- Travail à faire
1) Dans le texte sur le cycle de vie des factures, relevez chacune des situations que les échanges de statuts d'avancement du traitement doivent signaler.
2) Reprenez le texte sur le cycle de vie des factures à sa dernière phrase et rédigez-en la suite.

Le cycle de vie : toute cette phase de transmission de bout en bout fera l’objet d’un partage de statuts permettant de tracer la transmission de la facture jusqu’à son destinataire. Il est ensuite prévu des échanges de statuts d’avancement du traitement pour signifier une approbation, un litige, une suspension en attente d’information complémentaire, et finalement le paiement de la facture, dès lors que le destinataire des factures décide de partager ces informations. Il s’agit là d’une bonne pratique qui apporte de la visibilité au fournisseur et fluidifie à la fois le traitement des factures et la gestion de trésorerie. Espérons donc que ceci contribuera à ce que le cerveau gauche des entreprises connecte le cerveau droit, c’est-à-dire que le besoin de partage de statuts en position de fournisseur conduise à faire l’effort de partager les statuts en position de client dans une même entreprise.
Ensuite, les PDP auront aussi en charge d’alimenter et mettre à jour l’annuaire national des entreprises (cf ci-dessous), nécessaire pour localiser la PDP ou le PPF du destinataire des factures.

- Lignes fournies
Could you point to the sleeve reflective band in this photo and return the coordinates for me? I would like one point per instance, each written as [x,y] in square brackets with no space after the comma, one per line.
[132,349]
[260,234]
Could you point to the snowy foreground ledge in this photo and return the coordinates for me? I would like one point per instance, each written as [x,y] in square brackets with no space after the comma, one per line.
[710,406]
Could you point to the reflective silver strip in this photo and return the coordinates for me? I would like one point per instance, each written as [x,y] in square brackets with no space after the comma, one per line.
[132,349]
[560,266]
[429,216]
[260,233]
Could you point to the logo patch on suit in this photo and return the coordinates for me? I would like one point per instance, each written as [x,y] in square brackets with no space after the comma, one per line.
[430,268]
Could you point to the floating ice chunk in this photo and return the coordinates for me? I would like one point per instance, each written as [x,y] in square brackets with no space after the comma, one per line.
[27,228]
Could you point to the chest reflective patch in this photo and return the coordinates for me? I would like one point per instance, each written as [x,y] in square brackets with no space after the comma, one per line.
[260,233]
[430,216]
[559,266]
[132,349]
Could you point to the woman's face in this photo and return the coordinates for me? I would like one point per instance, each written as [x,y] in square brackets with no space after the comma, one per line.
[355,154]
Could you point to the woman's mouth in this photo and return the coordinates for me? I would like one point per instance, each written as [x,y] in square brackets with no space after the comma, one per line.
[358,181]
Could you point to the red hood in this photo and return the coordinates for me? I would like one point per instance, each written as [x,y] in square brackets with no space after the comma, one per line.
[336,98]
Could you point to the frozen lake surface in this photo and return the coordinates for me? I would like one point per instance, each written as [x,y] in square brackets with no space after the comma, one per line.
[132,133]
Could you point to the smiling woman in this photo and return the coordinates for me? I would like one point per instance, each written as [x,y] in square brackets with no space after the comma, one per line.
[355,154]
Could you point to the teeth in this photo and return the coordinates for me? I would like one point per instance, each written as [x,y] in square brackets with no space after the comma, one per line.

- Résultats attendus
1)
- une approbation
- un litige
- une suspension en attente d'information complémentaire
- le paiement de la facture

2)
Enfin, les PDP et le PPF constituent un réseau d’échange qui doit garantir une sécurité des échanges et une confidentialité des informations. C’est pourquoi il sera exigé des PDP (et du PPF) de démontrer un niveau de sécurité minimum quant à l’exploitation des données, avec une certification ISO 27001 pour un hébergement avec des moyens propres (salle, machines, logiciels) ou SecNumCloud en cas d’hébergement en nuage en mode service.
Il sera aussi demandé aux PDP de participer à la sécurisation des accès des utilisateurs finaux, qui ne doivent avoir accès qu’à ce qui les concernent. En cible, l’utilisation d’une identité numérique professionnelle substantielle est fortement anticipée.
Il reste cependant à gérer le cas de tiers qui émettent des factures pour le compte des fournisseurs, que ce soient des clients (auto-facturation), des places de marchés, des distributeurs et même des prestataires de service qui agissent pour le compte des émetteurs sans être eux-mêmes des PDP (identifiés comme Opérateurs de Dématérialisation dans les spécifications externes). A voir dans les versions ultérieures des spécifications externes.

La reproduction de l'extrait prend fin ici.